══ PROVIDED TEXT ══

Opinion

Let Religion Play A Texas-Sized Role In Adoption

REUTERS/Jonathan Ernst

David Benkof Contributor

Ignore the frenzied “Texas Could Ban Gay, Jewish Parents” headlines sounding an alarm on the adoption bill currently in front of the Texas legislature. If passed, the law would forbid the Lone Star State from obstructing state-funded or private adoption agencies that consider religious beliefs in choosing homes for parentless kids. In other words, Texas could never force an agency to be religion-blind in creating new families.

The LGBT community, which has gone into crisis mode, needs to understand that not everything is about them. This broad bill contains no language referring to sexuality, although certainly some faith-based adoption agencies will prefer mother-father families or even refuse to consider any other kind. But the bill is about religion, not sexuality.

And if every child is going to flourish, agencies must be allowed to consider religion in placement. Here’s a vivid example: without the protections of this law the state would be impotent to keep sick children from being placed in Christian Science homes. That could be considered “illegal discrimination” and agencies would be forced to treat such families equally, even those who would “heal” the child through prayer rather than conventional medicine.

Allowing non-Jews to raise a child with a Jewish mother is considered a catastrophe in traditional Judaism. After the Holocaust, Jewish organizations expended tremendous resources to find children raised by Christian families since infancy – so they could be reunited with the Jewish people. Should that be against public policy? Without laws like the one in Texas, the government could shut down agencies like the Jewish Children’s Adoption Network.

And on a practical level, if adoption agencies must be religion-blind, children can be barred from exercising their faiths – such as the Jewish teenager whose foster family denied her request for kosher food. And Jewish babies may never be circumcised, all because of some theoretical idea that discrimination is always bad. Sometimes, religion does matter in making families.

Many opponents of this bill have emphasized that it could allow parents to refuse birth control and abortion to their adoptive children, or even force them into the disreputable and debunked “conversion” therapy if they’re gay. But traditionalist American parents can already do all of that – just as liberal parents can use parenting strategies that conservatives view with horror. Adoptive parents don’t differentiate between what my friend Rabbi Susan Silverman calls the ones they “produce” and the ones they “import.” Texas shouldn’t either.

The gay community seems to be reading from an old script, which was effective fighting mean-spirited laws like Florida’s that until 2010 barred same-sex couples from adopting kids. Today’s situation is much different. There are plenty of children needing parents and plenty of agencies happy to facilitate same-sex adoptions (a practice I enthusiastically support). Here, as with bakers and florists who refuse to provide services for gay weddings, the LGBT community seems to want to regulate even what people think about homosexuality – and punish those whose religions aren’t aboard the equality train.

While the effect of the bill’s defeat on LGBT people would be limited, its effect on adoptions could be severe. Some agencies – such as those serving the Jewish community and those like it – will shut down rather than treat people of all faiths equally. Government policies are simply not going to change people’s deeply held religious beliefs. Further, parents incapable of providing for their children may very well refuse to consider adoptions that might facilitate a household headed by parents of a different religion – or, yes, those of the same sex. Don’t punish their kids for that by leaving them in an unsafe environment.

The panic over the Texas bill is a manifestation of what I call Phantom Selma Syndrome, the regret at not having marched with Martin Luther King and the consequent urge to identify some discrimination to overcome. But forming a family is not like finding a job or renting an apartment. It is one of the most intimate acts we do, and beliefs (or lack thereof) play a role no matter what the government says. Let’s not kick faith-based agencies to the curb for being, well, faith-based, as they do the heroic work of matching kids to Moms and Dads.

═══
══ SOURCE MATERIAL ══

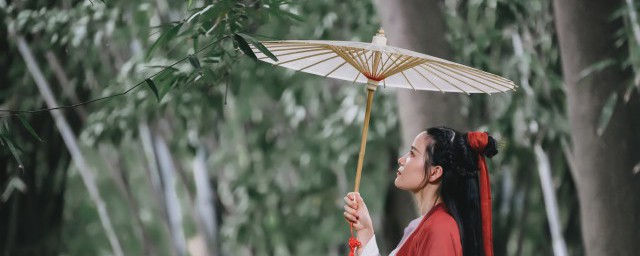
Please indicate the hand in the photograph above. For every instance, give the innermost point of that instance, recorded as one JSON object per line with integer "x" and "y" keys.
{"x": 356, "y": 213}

═══

In one to three sentences, explain why the opinion piece on the Texas adoption bill says that defeating the bill could severely affect adoptions.

(SOLVED EXERCISE):
Some agencies, such as those serving the Jewish community, would shut down rather than treat people of all faiths equally, because government policies will not change deeply held religious beliefs. Also, parents who cannot provide for their children may refuse adoptions that could place them with parents of a different religion or of the same sex, which would leave those children in an unsafe environment.